INSTRUCTIONS FOR THE TASK -> Before anything else, copy every record below exactly as it stands.

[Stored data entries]
┌────────

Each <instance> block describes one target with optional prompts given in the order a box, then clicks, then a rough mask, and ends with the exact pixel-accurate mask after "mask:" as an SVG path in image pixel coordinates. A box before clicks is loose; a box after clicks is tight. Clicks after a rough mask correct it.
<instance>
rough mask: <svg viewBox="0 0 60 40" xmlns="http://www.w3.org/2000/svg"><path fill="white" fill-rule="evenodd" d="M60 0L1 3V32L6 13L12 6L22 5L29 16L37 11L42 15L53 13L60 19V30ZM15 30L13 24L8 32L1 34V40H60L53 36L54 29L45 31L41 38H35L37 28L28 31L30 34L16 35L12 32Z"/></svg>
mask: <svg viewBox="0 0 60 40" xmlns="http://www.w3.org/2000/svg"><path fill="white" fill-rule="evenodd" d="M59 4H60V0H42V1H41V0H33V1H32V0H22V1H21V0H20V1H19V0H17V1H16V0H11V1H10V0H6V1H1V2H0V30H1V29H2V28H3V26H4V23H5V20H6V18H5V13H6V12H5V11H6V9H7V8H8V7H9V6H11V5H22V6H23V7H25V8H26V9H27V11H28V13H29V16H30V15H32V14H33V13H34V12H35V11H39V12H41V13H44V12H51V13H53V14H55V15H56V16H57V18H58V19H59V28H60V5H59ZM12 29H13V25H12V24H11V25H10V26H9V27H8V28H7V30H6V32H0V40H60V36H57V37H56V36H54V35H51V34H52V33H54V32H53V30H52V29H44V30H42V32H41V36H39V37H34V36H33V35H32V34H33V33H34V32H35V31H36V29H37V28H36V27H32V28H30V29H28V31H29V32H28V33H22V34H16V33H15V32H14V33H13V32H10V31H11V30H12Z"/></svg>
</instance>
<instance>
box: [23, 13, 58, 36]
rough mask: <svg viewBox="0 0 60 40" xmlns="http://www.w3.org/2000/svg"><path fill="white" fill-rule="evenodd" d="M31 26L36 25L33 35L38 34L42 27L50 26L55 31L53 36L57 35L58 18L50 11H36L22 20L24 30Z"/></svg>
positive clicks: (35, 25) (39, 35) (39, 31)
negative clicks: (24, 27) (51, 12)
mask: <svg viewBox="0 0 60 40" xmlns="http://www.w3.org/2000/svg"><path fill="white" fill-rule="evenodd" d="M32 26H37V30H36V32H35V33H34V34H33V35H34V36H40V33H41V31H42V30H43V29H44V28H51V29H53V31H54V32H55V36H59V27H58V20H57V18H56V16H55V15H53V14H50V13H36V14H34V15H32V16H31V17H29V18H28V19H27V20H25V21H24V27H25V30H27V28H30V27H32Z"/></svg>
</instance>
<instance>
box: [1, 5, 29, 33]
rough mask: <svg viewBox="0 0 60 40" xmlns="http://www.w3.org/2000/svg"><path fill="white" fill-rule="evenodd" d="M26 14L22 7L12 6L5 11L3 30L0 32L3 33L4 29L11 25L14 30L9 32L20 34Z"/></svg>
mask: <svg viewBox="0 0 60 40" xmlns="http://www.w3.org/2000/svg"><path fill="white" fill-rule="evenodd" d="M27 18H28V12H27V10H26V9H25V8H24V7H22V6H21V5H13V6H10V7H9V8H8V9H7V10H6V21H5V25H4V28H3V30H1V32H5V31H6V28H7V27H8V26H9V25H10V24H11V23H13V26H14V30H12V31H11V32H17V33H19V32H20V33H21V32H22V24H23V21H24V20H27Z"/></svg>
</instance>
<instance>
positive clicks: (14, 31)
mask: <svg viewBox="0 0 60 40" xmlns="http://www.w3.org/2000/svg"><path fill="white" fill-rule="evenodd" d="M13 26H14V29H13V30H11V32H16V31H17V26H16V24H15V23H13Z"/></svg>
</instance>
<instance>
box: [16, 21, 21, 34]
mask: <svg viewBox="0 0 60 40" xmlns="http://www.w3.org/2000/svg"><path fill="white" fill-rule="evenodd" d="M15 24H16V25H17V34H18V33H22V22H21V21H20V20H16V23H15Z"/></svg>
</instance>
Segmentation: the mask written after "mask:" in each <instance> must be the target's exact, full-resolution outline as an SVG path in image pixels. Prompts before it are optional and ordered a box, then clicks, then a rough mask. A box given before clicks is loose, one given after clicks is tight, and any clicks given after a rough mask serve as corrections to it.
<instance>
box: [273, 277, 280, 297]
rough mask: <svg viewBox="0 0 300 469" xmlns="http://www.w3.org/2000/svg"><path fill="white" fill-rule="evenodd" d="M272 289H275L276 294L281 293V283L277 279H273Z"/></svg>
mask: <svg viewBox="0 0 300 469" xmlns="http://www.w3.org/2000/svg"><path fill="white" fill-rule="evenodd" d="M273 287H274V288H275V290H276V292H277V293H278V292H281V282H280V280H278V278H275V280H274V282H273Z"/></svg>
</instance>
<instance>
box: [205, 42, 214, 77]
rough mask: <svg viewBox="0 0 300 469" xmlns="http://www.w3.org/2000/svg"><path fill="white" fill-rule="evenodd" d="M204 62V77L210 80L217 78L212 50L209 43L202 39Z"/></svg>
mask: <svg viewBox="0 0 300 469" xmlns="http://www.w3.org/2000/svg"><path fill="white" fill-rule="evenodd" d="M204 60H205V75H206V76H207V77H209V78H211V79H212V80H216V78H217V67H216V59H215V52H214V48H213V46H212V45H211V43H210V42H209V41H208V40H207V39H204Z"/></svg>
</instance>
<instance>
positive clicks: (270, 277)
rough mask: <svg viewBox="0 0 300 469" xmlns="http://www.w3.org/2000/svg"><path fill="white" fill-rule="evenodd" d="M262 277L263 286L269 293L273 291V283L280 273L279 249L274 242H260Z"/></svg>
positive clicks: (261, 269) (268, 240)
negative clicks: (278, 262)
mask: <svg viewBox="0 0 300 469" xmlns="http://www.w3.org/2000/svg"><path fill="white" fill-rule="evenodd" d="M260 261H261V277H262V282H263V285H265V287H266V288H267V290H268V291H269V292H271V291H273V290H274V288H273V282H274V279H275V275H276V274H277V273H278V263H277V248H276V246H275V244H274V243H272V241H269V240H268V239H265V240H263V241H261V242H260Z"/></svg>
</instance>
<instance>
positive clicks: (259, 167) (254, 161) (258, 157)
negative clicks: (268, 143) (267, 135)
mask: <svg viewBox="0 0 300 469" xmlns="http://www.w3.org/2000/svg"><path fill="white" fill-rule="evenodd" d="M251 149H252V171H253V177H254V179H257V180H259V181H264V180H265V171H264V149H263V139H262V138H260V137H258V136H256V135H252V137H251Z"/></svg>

└────────

OUTPUT OF THE EXERCISE ->
Each <instance> block describes one target with optional prompts given in the order a box, then clicks, then a rough mask, and ends with the exact pixel-accurate mask after "mask:" as an SVG path in image pixel coordinates. A box before clicks is loose; a box after clicks is tight. Clicks after a rough mask correct it.
<instance>
rough mask: <svg viewBox="0 0 60 40" xmlns="http://www.w3.org/2000/svg"><path fill="white" fill-rule="evenodd" d="M60 0L1 3V32L6 13L12 6L22 5L29 16L37 11L42 15L53 13L60 19V30ZM15 30L13 24L8 32L1 34V40H60L53 36L54 29L45 31L41 38H35L37 28L28 31L30 34L16 35L12 32Z"/></svg>
mask: <svg viewBox="0 0 60 40" xmlns="http://www.w3.org/2000/svg"><path fill="white" fill-rule="evenodd" d="M59 4H60V0H42V1H41V0H33V1H32V0H22V1H21V0H20V1H19V0H17V1H16V0H11V1H10V0H6V1H1V2H0V30H1V29H2V28H3V26H4V23H5V20H6V18H5V13H6V12H5V11H6V9H7V8H8V7H9V6H11V5H22V6H23V7H25V8H26V9H27V11H28V13H29V16H30V15H32V14H33V13H34V12H35V11H39V12H41V13H44V12H51V13H53V14H55V15H56V16H57V18H58V19H59V28H60V5H59ZM12 29H13V25H12V24H11V25H10V26H9V27H8V28H7V30H6V32H0V40H60V36H57V37H56V36H54V35H51V34H52V33H54V32H53V30H52V29H44V30H42V32H41V36H39V37H34V36H33V35H32V34H33V33H34V32H35V31H36V29H37V28H36V27H32V28H30V29H28V31H29V32H28V33H22V34H16V33H15V32H14V33H13V32H10V31H11V30H12Z"/></svg>
</instance>
<instance>
box: [23, 13, 58, 36]
rough mask: <svg viewBox="0 0 60 40" xmlns="http://www.w3.org/2000/svg"><path fill="white" fill-rule="evenodd" d="M31 26L36 25L33 35L38 34L42 27L50 26L55 31L53 36L57 35L58 18L50 11H36L22 20L24 30Z"/></svg>
positive clicks: (35, 25) (39, 35) (39, 31)
negative clicks: (24, 27) (51, 12)
mask: <svg viewBox="0 0 60 40" xmlns="http://www.w3.org/2000/svg"><path fill="white" fill-rule="evenodd" d="M32 26H37V30H36V32H35V33H34V34H33V35H34V36H40V33H41V31H42V30H43V29H44V28H51V29H53V31H54V32H55V36H59V27H58V20H57V18H56V16H55V15H53V14H50V13H36V14H34V15H32V16H31V17H29V18H28V19H27V20H25V21H24V27H25V30H27V28H30V27H32Z"/></svg>
</instance>
<instance>
box: [1, 5, 29, 33]
rough mask: <svg viewBox="0 0 60 40" xmlns="http://www.w3.org/2000/svg"><path fill="white" fill-rule="evenodd" d="M26 14L22 7L12 6L5 11L3 30L0 32L3 33L4 29L11 25L14 30L9 32L20 34Z"/></svg>
mask: <svg viewBox="0 0 60 40" xmlns="http://www.w3.org/2000/svg"><path fill="white" fill-rule="evenodd" d="M27 18H28V12H27V10H26V9H25V8H24V7H22V6H21V5H13V6H10V7H9V8H8V9H7V10H6V21H5V25H4V28H3V30H1V32H5V31H6V28H7V27H8V26H9V25H10V24H11V23H13V26H14V30H12V31H11V32H17V33H19V32H20V33H21V32H22V24H23V21H24V20H27Z"/></svg>
</instance>
<instance>
positive clicks: (14, 31)
mask: <svg viewBox="0 0 60 40" xmlns="http://www.w3.org/2000/svg"><path fill="white" fill-rule="evenodd" d="M13 26H14V29H13V30H11V32H16V31H17V26H16V24H15V23H13Z"/></svg>
</instance>
<instance>
box: [16, 21, 21, 34]
mask: <svg viewBox="0 0 60 40" xmlns="http://www.w3.org/2000/svg"><path fill="white" fill-rule="evenodd" d="M15 24H16V25H17V34H18V33H22V22H21V21H20V20H16V23H15Z"/></svg>
</instance>
Segmentation: the mask written after "mask:" in each <instance> must be the target's exact, full-resolution outline as an SVG path in image pixels. Prompts before it are optional and ordered a box, then clicks, then a rough mask. A box given before clicks is loose, one given after clicks is tight, and any clicks given after a rough mask serve as corrections to it.
<instance>
box: [273, 277, 280, 297]
rough mask: <svg viewBox="0 0 300 469" xmlns="http://www.w3.org/2000/svg"><path fill="white" fill-rule="evenodd" d="M272 289H275L276 294L281 293V283L277 279H273Z"/></svg>
mask: <svg viewBox="0 0 300 469" xmlns="http://www.w3.org/2000/svg"><path fill="white" fill-rule="evenodd" d="M273 287H274V288H275V290H276V292H277V293H278V292H281V282H280V280H278V278H275V280H274V282H273Z"/></svg>
</instance>
<instance>
box: [205, 42, 214, 77]
rough mask: <svg viewBox="0 0 300 469" xmlns="http://www.w3.org/2000/svg"><path fill="white" fill-rule="evenodd" d="M204 62V77L210 80L217 78L212 50L209 43L202 39Z"/></svg>
mask: <svg viewBox="0 0 300 469" xmlns="http://www.w3.org/2000/svg"><path fill="white" fill-rule="evenodd" d="M204 60H205V75H206V76H207V77H209V78H211V79H212V80H216V78H217V67H216V59H215V52H214V48H213V46H212V45H211V43H210V42H209V41H208V40H207V39H204Z"/></svg>
</instance>
<instance>
positive clicks: (270, 277)
rough mask: <svg viewBox="0 0 300 469" xmlns="http://www.w3.org/2000/svg"><path fill="white" fill-rule="evenodd" d="M262 277L263 286L269 293L273 291V283L280 273L279 249L274 242H260Z"/></svg>
positive clicks: (261, 269) (268, 240)
negative clicks: (278, 262)
mask: <svg viewBox="0 0 300 469" xmlns="http://www.w3.org/2000/svg"><path fill="white" fill-rule="evenodd" d="M260 261H261V277H262V282H263V285H265V287H266V288H267V290H268V291H269V292H271V291H273V290H274V288H273V282H274V279H275V275H276V274H277V273H278V263H277V248H276V246H275V244H274V243H272V241H269V240H268V239H265V240H263V241H261V242H260Z"/></svg>
</instance>
<instance>
positive clicks: (259, 167) (254, 161) (258, 157)
negative clicks: (268, 143) (267, 135)
mask: <svg viewBox="0 0 300 469" xmlns="http://www.w3.org/2000/svg"><path fill="white" fill-rule="evenodd" d="M251 149H252V171H253V177H254V179H257V180H259V181H264V180H265V171H264V149H263V139H262V138H260V137H258V136H256V135H252V137H251Z"/></svg>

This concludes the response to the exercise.